▶ What is needed:
Look for "query: dense jungle vegetation" in the entries below. Write out that line and all later lines exactly, ending with the final one.

▶ Recorded data:
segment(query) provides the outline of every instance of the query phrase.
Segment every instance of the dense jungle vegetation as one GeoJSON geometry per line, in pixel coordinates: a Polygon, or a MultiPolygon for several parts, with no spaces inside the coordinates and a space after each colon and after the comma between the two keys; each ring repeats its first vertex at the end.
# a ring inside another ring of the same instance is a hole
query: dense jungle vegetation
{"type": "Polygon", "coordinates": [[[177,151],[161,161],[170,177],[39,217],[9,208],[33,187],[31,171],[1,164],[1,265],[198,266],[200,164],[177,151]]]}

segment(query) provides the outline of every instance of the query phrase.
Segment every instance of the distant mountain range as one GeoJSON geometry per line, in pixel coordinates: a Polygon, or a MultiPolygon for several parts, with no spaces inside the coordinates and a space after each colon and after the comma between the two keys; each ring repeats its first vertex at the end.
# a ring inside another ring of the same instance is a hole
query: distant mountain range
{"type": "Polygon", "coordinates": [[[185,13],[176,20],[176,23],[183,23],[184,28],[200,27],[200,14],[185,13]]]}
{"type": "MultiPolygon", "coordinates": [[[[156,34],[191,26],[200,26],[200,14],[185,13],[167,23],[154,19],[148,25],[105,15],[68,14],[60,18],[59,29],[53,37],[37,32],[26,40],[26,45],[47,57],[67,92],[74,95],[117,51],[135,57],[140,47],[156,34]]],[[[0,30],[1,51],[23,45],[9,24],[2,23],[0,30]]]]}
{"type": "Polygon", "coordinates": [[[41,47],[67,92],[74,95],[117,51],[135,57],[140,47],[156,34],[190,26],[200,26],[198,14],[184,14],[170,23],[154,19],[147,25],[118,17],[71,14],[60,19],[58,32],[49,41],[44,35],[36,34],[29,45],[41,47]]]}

▶ Worked solution:
query: dense jungle vegetation
{"type": "Polygon", "coordinates": [[[177,151],[161,161],[170,177],[39,217],[9,208],[33,187],[31,171],[1,164],[1,265],[198,266],[200,164],[177,151]]]}

segment(query) provides the outline of every instance of the query phrase.
Segment every instance of the distant mountain range as one GeoJSON geometry per line, in pixel coordinates: a Polygon, or a MultiPolygon for several parts, with no spaces inside the coordinates and a space after each colon and after the comma between the two keys; each ring repeats its first vertex at the end.
# a ring inside another ring of the same instance is a hole
query: distant mountain range
{"type": "Polygon", "coordinates": [[[185,13],[176,20],[176,23],[183,23],[184,28],[200,27],[200,14],[185,13]]]}
{"type": "MultiPolygon", "coordinates": [[[[156,34],[191,26],[200,26],[200,14],[185,13],[167,23],[154,19],[148,25],[105,15],[68,14],[60,18],[59,29],[53,37],[37,32],[26,40],[26,45],[47,57],[67,92],[74,95],[117,51],[135,57],[140,47],[156,34]]],[[[0,30],[1,51],[23,45],[9,24],[2,23],[0,30]]]]}
{"type": "Polygon", "coordinates": [[[41,47],[67,92],[74,95],[117,51],[135,57],[140,47],[156,34],[190,26],[200,26],[198,14],[184,14],[170,23],[154,19],[147,25],[118,17],[71,14],[60,19],[58,32],[49,41],[44,35],[36,34],[29,45],[41,47]]]}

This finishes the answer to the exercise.